■ Work task ■
Locate every line in the records that contains the word "http" and copy each one. Case counts.

■ Supplied records ■
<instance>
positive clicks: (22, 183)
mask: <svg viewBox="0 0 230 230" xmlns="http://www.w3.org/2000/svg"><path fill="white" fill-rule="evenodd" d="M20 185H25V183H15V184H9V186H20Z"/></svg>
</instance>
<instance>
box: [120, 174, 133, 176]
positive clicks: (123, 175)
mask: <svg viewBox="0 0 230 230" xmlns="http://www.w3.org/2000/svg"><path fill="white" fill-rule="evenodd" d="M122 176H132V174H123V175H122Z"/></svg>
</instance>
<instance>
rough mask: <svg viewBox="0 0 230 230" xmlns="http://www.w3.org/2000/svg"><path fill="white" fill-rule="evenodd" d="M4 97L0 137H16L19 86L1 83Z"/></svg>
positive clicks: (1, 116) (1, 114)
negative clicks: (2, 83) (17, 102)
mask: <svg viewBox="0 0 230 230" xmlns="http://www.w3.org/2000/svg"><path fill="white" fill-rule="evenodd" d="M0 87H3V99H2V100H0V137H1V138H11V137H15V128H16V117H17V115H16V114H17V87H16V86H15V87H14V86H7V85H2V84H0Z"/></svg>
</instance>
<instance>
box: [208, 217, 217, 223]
--
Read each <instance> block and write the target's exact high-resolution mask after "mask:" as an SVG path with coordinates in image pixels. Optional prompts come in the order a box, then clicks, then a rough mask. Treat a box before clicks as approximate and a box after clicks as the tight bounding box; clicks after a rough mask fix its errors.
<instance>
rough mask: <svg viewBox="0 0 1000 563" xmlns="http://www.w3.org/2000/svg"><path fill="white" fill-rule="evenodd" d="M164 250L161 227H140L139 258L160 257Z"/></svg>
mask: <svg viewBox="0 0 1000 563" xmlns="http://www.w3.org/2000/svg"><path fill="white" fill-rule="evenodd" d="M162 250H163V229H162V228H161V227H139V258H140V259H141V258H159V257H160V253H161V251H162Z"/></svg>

■ Written solution ■
mask: <svg viewBox="0 0 230 230" xmlns="http://www.w3.org/2000/svg"><path fill="white" fill-rule="evenodd" d="M20 185H25V183H15V184H9V186H20Z"/></svg>
mask: <svg viewBox="0 0 230 230" xmlns="http://www.w3.org/2000/svg"><path fill="white" fill-rule="evenodd" d="M122 176H132V174H123V175H122Z"/></svg>
rough mask: <svg viewBox="0 0 230 230" xmlns="http://www.w3.org/2000/svg"><path fill="white" fill-rule="evenodd" d="M4 97L0 137H16L19 86L1 83Z"/></svg>
mask: <svg viewBox="0 0 230 230" xmlns="http://www.w3.org/2000/svg"><path fill="white" fill-rule="evenodd" d="M0 87H3V99H2V100H0V137H1V138H11V137H15V128H16V117H17V115H16V114H17V87H16V86H15V87H14V86H7V85H2V84H0Z"/></svg>
rough mask: <svg viewBox="0 0 1000 563" xmlns="http://www.w3.org/2000/svg"><path fill="white" fill-rule="evenodd" d="M164 250L161 227H140L139 258L160 257Z"/></svg>
mask: <svg viewBox="0 0 1000 563" xmlns="http://www.w3.org/2000/svg"><path fill="white" fill-rule="evenodd" d="M162 250H163V229H162V228H161V227H139V258H140V259H141V258H159V257H160V253H161V251H162Z"/></svg>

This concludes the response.